PROBLEMA PROPOSTO A> Resuma em duas frases o trecho sobre a leitura no Brasil.

Se você
está lendo este texto significa que está entre os 26% da população que atingiu
o alfabetismo pleno. Você conquistou e dominou uma das tecnologias mais
sofisticadas e refinadas que o processo civilizatório desenvolveu. Compreende que
a leitura é emancipadora, libertadora, iluminadora e nos permite observar a
vida através de muitos outros olhares, o que nos amplia a visão de mundo.
Mas,
segundo a recente pesquisa da Ação Educativa e do Instituto Paulo Montenegro,
juntamente com o Ibope, 32,5 milhões de brasileiros acima de 15 anos são
analfabetos funcionais, ou seja, apenas decodificam as palavras, mas são
incapazes de compreender o que leem e de usar a leitura e a escrita como
instrumentos de ação efetiva em suas práticas sociais. E, mais grave, o ensino
universitário não assegura uma solução, pois 38% dos portadores de diploma de
curso superior não alcançam o nível de alfabetização plena.
Esses
dados não são surpreendentes em um país de não leitores. A pesquisa Retratos da
Leitura no Brasil 2011, do Instituto Pró-Livro, mostrou que 50% dos brasileiros
não têm o costume de ler, 75% da população nunca entrou numa biblioteca e a
média de livros por habitante/ano é 4, inclusive os didáticos; sem os didáticos,
a leitura cai para 1 livro por habitante/ano. Em países de primeiro mundo, os
índices indicam mais de 10 livros por habitante/ano. Se considerarmos que a
leitura é um fator essencial para o desenvolvimento humano, social e econômico
de um país, pois o avanço tecnológico depende de qualificação e a qualificação
está ligada à habilidade de leitura, encontramos um dos motivos do nosso
atraso.
É
urgente reverter o quadro da leitura no Brasil. Mas dominar essa competência
envolve um percurso, muitas vezes descontínuo e cheio de obstáculos, e qualquer
iniciativa em direção ao estímulo à leitura deve envolver diversos agentes e
diferentes segmentos sociais: famílias, escolas, professores, bibliotecários, autores,
meios de comunicação, governo.

DADOS DA TAREFA>

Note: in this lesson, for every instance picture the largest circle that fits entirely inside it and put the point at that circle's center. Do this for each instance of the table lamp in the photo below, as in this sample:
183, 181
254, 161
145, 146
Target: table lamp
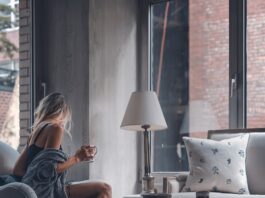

PROBLEMA PROPOSTO B> Transcreva sem nenhuma alteração todas as linhas das entradas que aparecem depois do trecho sobre a leitura, deixando as imagens fora da resposta.

RESPOSTA ESPERADA A> Só 26% da população atingiu o alfabetismo pleno: 32,5 milhões de brasileiros acima de 15 anos são analfabetos funcionais, e 38% dos portadores de diploma de curso superior não alcançam a alfabetização plena, num país onde 50% das pessoas não têm o costume de ler e a média é de 4 livros por habitante/ano. Como a leitura é essencial para o desenvolvimento, esse quadro é um dos motivos do atraso do país, e revertê-lo com urgência exige envolver famílias, escolas, professores, bibliotecários, autores, meios de comunicação e governo.

RESPOSTA ESPERADA B>
Note: in this lesson, for every instance picture the largest circle that fits entirely inside it and put the point at that circle's center. Do this for each instance of the table lamp in the photo below, as in this sample:
183, 181
254, 161
145, 146
Target: table lamp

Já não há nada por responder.